ACTION ITEM:
Tally the lines of the records below that include the word "sign", and write down only that tally.

*** Begin section ***

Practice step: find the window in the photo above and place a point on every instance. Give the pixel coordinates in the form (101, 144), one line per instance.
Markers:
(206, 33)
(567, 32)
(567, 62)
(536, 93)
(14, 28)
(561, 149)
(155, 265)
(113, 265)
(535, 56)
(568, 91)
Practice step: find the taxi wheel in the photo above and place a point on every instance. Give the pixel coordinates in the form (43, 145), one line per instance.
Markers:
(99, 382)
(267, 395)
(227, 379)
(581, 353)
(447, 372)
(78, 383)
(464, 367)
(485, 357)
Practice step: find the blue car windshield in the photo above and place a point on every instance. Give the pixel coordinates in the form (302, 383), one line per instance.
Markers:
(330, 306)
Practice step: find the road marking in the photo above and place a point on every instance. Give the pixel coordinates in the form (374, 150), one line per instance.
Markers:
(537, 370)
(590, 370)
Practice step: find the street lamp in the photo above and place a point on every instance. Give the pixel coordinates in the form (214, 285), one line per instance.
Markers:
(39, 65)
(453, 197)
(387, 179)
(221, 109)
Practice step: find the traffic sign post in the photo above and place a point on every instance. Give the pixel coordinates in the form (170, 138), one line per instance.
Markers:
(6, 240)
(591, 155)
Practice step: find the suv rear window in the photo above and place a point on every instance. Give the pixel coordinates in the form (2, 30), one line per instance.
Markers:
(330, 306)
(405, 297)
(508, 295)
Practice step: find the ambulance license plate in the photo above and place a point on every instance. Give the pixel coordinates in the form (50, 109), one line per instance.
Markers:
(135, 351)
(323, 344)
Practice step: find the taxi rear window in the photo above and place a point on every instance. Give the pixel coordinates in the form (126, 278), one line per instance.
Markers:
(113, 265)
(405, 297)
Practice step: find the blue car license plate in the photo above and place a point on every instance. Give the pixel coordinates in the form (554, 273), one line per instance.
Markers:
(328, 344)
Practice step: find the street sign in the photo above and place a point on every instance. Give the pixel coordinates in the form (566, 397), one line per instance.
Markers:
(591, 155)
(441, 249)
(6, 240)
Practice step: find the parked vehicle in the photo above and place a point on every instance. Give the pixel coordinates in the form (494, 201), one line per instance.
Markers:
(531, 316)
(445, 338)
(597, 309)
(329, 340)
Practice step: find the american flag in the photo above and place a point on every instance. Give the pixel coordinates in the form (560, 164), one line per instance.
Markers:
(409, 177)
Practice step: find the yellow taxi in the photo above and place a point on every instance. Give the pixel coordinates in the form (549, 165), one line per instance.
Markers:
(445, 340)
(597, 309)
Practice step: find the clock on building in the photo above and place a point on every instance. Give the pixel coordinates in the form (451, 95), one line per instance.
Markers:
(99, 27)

*** End section ***
*** Begin section ***

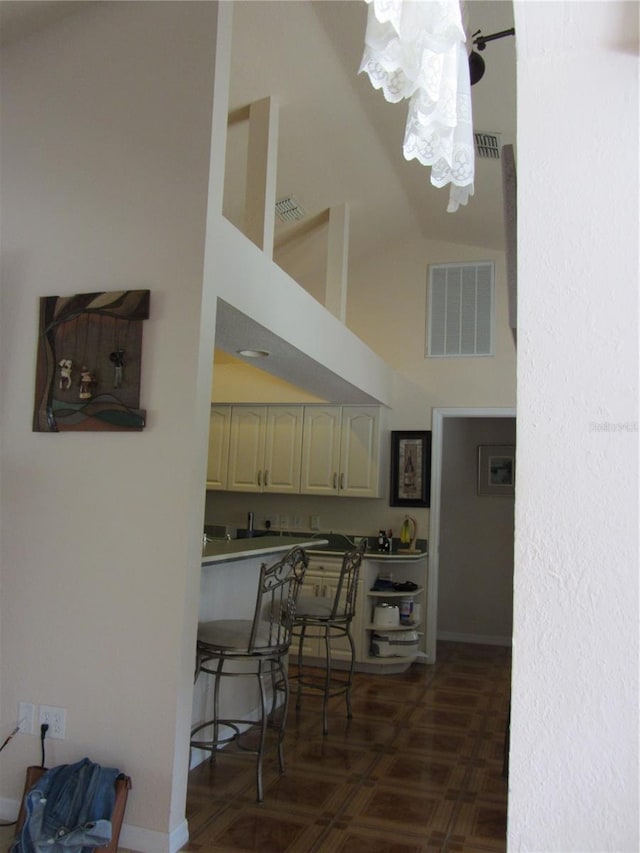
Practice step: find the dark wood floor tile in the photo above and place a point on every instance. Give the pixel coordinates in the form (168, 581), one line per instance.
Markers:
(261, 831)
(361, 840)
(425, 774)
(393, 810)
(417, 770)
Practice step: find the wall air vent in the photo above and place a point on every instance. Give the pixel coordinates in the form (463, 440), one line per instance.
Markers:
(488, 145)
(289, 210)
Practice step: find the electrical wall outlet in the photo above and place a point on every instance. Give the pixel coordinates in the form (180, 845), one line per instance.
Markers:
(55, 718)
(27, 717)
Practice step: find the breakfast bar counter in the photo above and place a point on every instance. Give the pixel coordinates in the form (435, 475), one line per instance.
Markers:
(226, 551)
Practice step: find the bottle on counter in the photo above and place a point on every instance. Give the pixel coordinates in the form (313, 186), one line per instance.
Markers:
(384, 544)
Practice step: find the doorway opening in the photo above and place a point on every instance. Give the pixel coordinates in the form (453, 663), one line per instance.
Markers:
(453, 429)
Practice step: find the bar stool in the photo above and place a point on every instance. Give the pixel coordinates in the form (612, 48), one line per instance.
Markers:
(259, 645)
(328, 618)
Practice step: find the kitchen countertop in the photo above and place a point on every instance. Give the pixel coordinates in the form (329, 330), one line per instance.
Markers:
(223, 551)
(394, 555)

*** End section ***
*** Begin section ***

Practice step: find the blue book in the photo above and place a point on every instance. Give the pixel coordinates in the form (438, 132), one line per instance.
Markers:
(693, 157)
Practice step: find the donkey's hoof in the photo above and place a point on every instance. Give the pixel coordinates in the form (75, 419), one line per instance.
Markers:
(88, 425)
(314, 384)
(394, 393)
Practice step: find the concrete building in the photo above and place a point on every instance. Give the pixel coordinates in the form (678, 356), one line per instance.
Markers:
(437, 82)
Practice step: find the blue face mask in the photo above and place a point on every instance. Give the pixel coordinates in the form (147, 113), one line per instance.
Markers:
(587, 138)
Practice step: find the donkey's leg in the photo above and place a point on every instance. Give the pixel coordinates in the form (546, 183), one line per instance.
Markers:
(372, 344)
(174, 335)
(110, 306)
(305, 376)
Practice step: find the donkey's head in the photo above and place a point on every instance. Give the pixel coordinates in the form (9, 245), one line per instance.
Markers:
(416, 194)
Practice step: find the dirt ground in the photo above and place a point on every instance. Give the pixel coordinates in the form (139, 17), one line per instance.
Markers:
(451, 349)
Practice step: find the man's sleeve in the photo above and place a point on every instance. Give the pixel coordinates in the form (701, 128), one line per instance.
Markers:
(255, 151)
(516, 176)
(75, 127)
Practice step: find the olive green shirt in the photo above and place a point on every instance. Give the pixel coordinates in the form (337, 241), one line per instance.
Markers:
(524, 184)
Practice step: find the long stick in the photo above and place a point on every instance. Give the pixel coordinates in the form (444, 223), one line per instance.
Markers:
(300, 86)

*** End section ***

EXERCISE ANSWER:
2